| A Review of: Life Mask by Nancy WigstonIrish writer Emma Donoghue's sixth work of fiction, the wonderfully
erudite and sensual novel, Life Mask, takes place in late 18th
century London. Donoghue beautifully captures this exuberant era
that, if anything, surpasses our own in the scope of its ambition,
its lively and dangerous politics, its shameless materialism. If
clothes make the man (or woman), nowhere was this saying more true
than in Georgian London. >From the first scene, when a nervous young
beauty arrives at a grand house, her outfit accessorized by a muff
so large it could be mistaken for "a fluffy, bloated dog
squatting on her lap" (she is comforted by knowing the muff
is "all the ton"), we are plunged into a world of wealth,
fashion, and, not least, of reputation's import. Rummaging through
history's closets with a trained eye, Donoghue unearths precisely
the most interesting items, ones that have until recently been
hidden away.
Life Mask is a complex work about art, life, and politics. It
introduces a wide range of characters based closely-like the
"life mask" of the title-on their English originals. At
its heart is a triangular friendship consisting of Eliza Farren,
Drury Lane's leading comedic actress, Lord Derby, her titled suitor,
and their mutual friend, the rumoured "Sapphist" and
groundbreaking sculptor, the widowed Anne Damer. This friendship
plays out against various backdrops: theatre, where Farren is the
star; the arts, where Damen shines both in the grit of her studio
and in London's glittering exhibition halls; and, not least, the
male world of politics and sport, where Derby, a supporter of the
reformer Charles James Fox, moves powerfully among Whig politicians
of the day. Meanwhile revolutionary events are unfolding in France.
Left-leaning ladies take to wearing bits of the fallen Bastille on
chains around their necks. "Visit[ing] the Revolution"
becomes fashionable among the Beau Monde-until the massacres of
September 1792 provoke horror among the watching English, and
something very like fear infiltrates London society. Donoghue begins
her novel with what-but for its lavish setting-could be termed a
pastoral interlude. Eliza Farren makes her successful debut among
the "Quality", coaching them as they rehearse and then
perform an amateur play. The Duke of Richmond, Anne Damer's
brother-in-law, has built a small theatre for the occasion on his
estate. (Later, when emotional and political complications ensue,
this performance will appear in memory as a happier, simpler time.)
Here we get to know the central characters, courtesy of observations
from the female flank: the gorgeous actress is a "tall doll
with a mask for a face"; Lord Derby (the famous horse race
still bears his name) is variously described as a "big spender
with a frugal streak," a "thickset midget," or "a
Velasquez dwarf" beside his tall paramour; Eliza decides Mrs.
Damer's "face, which promises much" will carry a leading
role in the drama-within-a-drama. The actress is right. Damer indeed
emerges as the main player in what becomes an engrossing trajectory
of personal transformation.
Much of the pleasure in Life Mask comes from Donoghue's contrasting
evocations of interior spaces, where public masks are discarded.
Many scenes transpire at Strawberry Hill, the home of Damer's
godfather, Horace Walpole, who penned the first Gothic novel, The
Castle of Otranto. Scholarly, avuncular, sentimental, Walpole emerges
as a complex man who sees his own end approaching and hates it.

Information shown.
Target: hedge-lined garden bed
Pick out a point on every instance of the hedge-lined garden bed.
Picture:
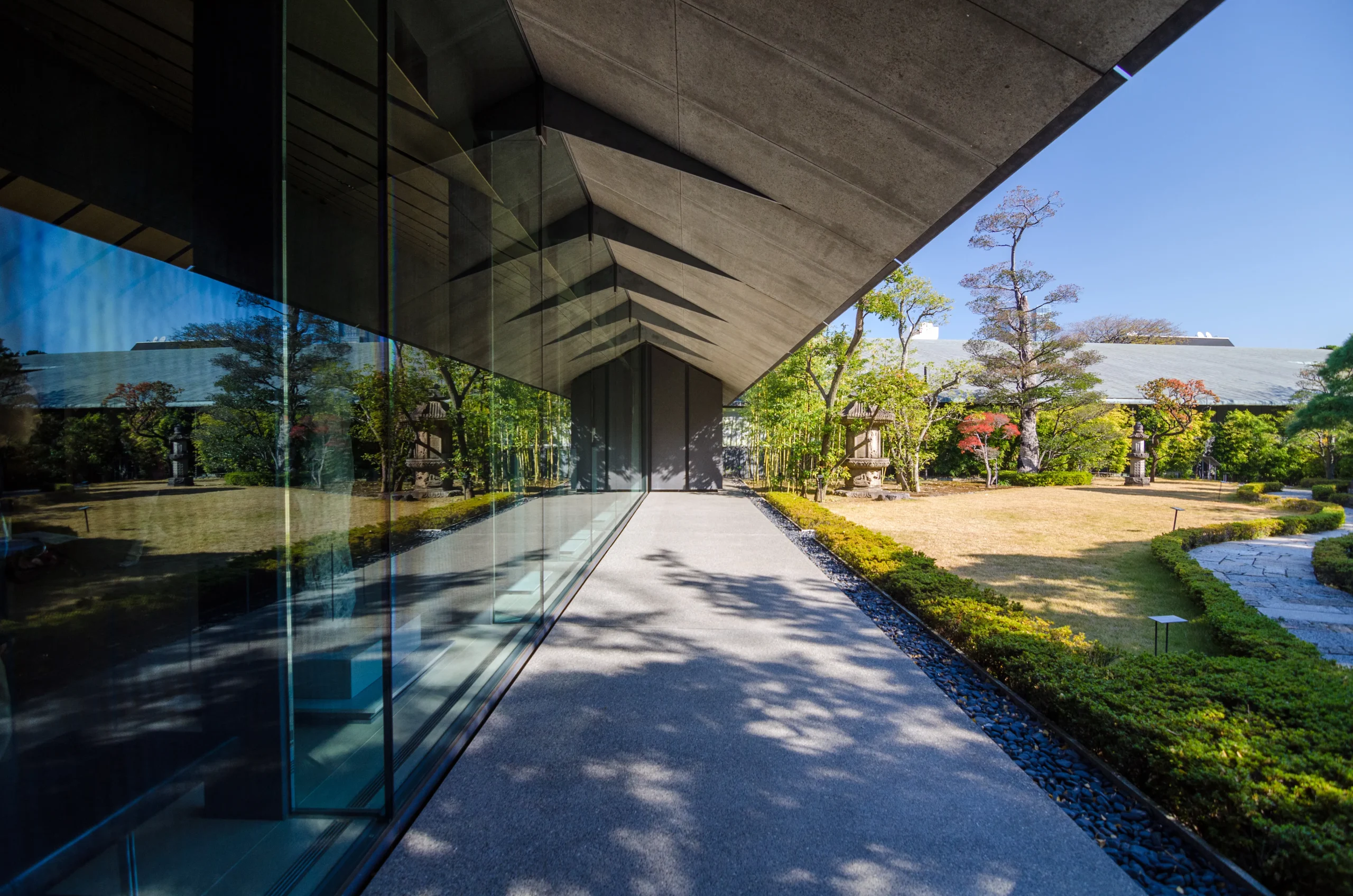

Required work. Retype the section of the Life Mask review above from "Here we get" to "masks are discarded.", keeping every word and punctuation mark unchanged.

Task solution.
Here we get to know the central characters, courtesy of observations
from the female flank: the gorgeous actress is a "tall doll
with a mask for a face"; Lord Derby (the famous horse race
still bears his name) is variously described as a "big spender
with a frugal streak," a "thickset midget," or "a
Velasquez dwarf" beside his tall paramour; Eliza decides Mrs.
Damer's "face, which promises much" will carry a leading
role in the drama-within-a-drama. The actress is right. Damer indeed
emerges as the main player in what becomes an engrossing trajectory
of personal transformation.
Much of the pleasure in Life Mask comes from Donoghue's contrasting
evocations of interior spaces, where public masks are discarded.